▶ Stored items
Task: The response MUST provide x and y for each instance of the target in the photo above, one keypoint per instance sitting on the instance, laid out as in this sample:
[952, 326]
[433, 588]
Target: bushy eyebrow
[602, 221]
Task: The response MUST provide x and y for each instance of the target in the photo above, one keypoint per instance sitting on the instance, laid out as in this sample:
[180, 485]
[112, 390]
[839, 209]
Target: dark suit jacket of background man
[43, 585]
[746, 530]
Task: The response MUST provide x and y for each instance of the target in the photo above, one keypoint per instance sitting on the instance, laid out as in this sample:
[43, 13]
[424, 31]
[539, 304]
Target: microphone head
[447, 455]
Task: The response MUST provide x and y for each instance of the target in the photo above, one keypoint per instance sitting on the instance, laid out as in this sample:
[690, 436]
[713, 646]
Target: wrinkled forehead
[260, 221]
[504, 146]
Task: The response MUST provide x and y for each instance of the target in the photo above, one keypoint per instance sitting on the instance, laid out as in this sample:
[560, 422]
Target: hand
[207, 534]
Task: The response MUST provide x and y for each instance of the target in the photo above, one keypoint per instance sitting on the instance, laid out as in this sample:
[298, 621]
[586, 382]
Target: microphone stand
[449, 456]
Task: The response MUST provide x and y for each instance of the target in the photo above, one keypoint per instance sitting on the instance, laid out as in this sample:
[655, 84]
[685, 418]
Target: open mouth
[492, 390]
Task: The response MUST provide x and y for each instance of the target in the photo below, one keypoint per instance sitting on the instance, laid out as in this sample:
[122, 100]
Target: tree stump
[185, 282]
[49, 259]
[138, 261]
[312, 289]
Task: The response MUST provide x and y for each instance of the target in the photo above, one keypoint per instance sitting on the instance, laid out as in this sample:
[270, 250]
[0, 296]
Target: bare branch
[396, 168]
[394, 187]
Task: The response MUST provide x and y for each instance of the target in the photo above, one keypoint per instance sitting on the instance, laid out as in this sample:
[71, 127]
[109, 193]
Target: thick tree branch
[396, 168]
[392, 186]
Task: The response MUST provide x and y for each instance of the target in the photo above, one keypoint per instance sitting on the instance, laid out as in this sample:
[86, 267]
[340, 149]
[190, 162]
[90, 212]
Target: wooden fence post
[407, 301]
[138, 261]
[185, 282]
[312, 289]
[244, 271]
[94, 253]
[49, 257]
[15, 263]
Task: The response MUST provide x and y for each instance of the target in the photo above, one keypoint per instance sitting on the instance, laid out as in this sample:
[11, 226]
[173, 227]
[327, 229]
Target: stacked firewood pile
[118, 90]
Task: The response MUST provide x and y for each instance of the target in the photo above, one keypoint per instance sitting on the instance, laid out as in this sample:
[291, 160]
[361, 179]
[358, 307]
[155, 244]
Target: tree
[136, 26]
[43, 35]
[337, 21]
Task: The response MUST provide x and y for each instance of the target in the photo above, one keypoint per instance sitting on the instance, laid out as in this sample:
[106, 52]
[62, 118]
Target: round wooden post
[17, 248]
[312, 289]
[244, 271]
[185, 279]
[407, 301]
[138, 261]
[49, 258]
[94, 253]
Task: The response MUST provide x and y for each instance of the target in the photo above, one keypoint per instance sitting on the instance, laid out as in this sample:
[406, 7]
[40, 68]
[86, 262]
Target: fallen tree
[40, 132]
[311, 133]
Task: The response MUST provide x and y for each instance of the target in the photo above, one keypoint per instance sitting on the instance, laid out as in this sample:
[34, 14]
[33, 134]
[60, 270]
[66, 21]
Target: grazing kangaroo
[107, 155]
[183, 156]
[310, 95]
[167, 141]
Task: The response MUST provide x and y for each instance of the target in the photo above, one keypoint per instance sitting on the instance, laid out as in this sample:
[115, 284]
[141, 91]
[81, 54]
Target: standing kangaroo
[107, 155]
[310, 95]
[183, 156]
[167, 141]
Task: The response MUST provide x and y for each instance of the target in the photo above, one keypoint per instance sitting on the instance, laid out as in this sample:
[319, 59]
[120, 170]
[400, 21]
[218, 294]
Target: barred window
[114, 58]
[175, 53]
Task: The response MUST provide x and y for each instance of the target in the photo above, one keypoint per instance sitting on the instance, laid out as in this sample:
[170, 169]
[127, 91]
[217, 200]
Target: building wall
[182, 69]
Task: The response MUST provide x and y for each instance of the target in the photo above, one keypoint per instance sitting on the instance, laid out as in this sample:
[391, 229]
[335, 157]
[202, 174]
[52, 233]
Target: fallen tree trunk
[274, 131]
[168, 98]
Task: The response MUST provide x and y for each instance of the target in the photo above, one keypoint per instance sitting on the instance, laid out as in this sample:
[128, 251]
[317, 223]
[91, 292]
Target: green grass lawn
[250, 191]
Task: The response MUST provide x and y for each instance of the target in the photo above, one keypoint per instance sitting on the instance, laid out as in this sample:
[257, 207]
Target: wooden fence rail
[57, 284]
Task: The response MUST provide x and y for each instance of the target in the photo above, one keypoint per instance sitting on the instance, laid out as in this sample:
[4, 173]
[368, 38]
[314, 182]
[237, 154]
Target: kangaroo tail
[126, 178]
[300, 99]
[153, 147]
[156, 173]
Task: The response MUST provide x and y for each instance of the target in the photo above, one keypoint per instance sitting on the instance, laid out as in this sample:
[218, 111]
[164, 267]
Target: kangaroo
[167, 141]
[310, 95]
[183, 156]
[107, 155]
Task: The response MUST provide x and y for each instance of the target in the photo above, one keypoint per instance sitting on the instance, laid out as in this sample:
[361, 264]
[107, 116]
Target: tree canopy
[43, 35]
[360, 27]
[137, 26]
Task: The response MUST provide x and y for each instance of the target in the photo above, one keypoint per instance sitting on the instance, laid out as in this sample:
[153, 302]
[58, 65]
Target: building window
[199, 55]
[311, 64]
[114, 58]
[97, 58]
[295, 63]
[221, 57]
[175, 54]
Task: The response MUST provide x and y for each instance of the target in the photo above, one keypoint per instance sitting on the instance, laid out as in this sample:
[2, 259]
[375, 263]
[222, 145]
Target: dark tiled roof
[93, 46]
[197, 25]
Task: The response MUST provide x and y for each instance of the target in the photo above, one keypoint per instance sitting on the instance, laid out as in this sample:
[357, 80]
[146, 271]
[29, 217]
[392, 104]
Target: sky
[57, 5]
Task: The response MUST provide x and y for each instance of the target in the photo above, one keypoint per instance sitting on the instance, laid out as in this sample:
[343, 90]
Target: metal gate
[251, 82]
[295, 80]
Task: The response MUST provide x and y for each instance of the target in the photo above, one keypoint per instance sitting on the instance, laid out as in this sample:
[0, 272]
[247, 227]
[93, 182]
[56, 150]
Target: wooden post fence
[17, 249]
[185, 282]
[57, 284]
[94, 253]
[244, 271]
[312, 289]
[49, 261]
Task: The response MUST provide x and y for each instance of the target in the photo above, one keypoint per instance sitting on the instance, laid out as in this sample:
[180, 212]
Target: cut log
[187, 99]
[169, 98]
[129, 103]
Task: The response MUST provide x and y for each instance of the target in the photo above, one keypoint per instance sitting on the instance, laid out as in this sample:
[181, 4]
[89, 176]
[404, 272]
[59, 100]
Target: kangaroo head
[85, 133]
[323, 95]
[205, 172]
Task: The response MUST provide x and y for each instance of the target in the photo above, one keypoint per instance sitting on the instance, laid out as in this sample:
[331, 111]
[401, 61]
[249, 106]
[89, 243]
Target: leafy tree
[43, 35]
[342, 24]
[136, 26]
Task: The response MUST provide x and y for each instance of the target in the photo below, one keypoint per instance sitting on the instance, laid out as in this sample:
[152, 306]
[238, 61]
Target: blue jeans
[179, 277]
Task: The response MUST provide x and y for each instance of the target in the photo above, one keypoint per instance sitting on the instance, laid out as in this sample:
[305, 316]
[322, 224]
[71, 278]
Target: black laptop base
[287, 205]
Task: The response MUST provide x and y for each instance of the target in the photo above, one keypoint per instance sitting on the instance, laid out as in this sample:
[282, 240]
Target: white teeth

▶ Stated problem
Gather every line of the material above that contains the string "kangaroo" and list those lines.

▶ The answer
Target: grazing kangaroo
Target: standing kangaroo
Target: kangaroo tail
Target: kangaroo
Target: kangaroo head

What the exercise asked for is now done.